§ Excerpt
::::::::

The loader 400 can read from the cache memory 405 for a field at an address. If the address does not exist in the cache memory 405 the main memory 410 can be read by the cache memory 405 and data at the address can be loaded in the cache memory 405. The monitor 415 can identify addresses that are not present in the cache memory 405. The instrumentation 420 can use this address information from the monitor 415 to identify the objects that contain the field located at the address not found in the cache memory 405. The instrumentation 420 can mark at least one bit in the header of such objects. If the loader 400 loads the field at the address the compiler 425 can pre-fetch the chain of delinquent objects from memory 410 and store them in cache memory 405. The loader 400 can load the addresses of the chain from the cache memory 405 after the compiler has pre-fetched the chain, improving performance.
In various embodiments, one or more of loader 400, monitor 415, instrumentation 420, and compiler 425 may be implemented in software, such as a machine-readable medium including instructions to perform such operations.
Embodiments may be implemented in code and may be stored on a storage medium having stored thereon instructions which can be used to program a system to perform the instructions. The storage medium may include, but is not limited to, any type of disk including floppy disks, optical disks, compact disk read-only memories (CD-ROMs), compact disk rewritables (CD-RWs), and magneto-optical disks, semiconductor devices such as read-only memories (ROMs), random access memories (RAMs) such as dynamic random access memories (DRAMs), static random access memories (SRAMs), erasable programmable read-only memories (EPROMs), flash memories, electrically erasable programmable read-only memories (EEPROMs), magnetic or optical cards, or any other type of media suitable for storing electronic instructions.

::::::::

§ What you need to do
[1] Answer these questions from the cache memory excerpt:
(a) What addresses can the monitor 415 identify?
(b) What does the instrumentation 420 mark in the objects it identifies?
(c) Which two kinds of random access memories are named?
[2] Carry on the cache memory excerpt past its last sentence.
The lines after this point have no connection to the cache memory excerpt.

§ Recorded data

::::::::

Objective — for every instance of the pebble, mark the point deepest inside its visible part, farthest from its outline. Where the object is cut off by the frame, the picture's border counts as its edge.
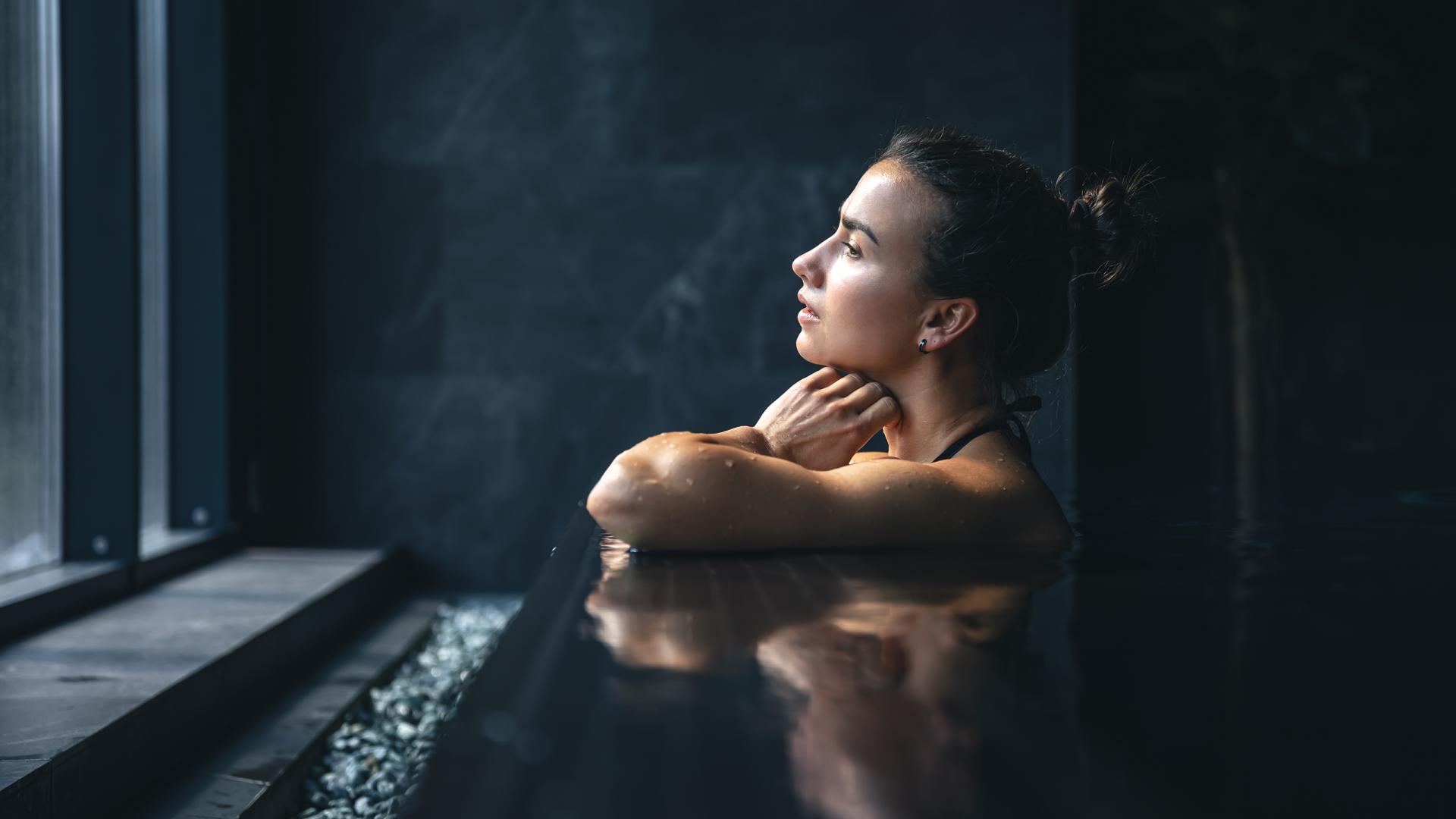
(378, 755)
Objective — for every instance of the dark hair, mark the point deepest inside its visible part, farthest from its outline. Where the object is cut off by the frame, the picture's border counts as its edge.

::::::::

§ Answers below
[1]
(a) Addresses that are not present in the cache memory 405.
(b) At least one bit in the header of those objects.
(c) Dynamic random access memories (DRAMs) and static random access memories (SRAMs).

[2]
References throughout this specification to “one embodiment” or “an embodiment” mean that a particular feature, structure, or characteristic described in connection with the embodiment is included in at least one implementation encompassed within the present invention. Thus, appearances of the phrase “one embodiment” or “in an embodiment” are not necessarily referring to the same embodiment. Furthermore, the particular features, structures, or characteristics may be instituted in other suitable forms other than the particular embodiment illustrated and all such forms may be encompassed within the claims of the present application.
While the present invention has been described with respect to a limited number of embodiments, those skilled in the art will appreciate numerous modifications and variations therefrom. It is intended that the appended claims cover all such modifications and variations as fall within the true spirit and scope of this present invention.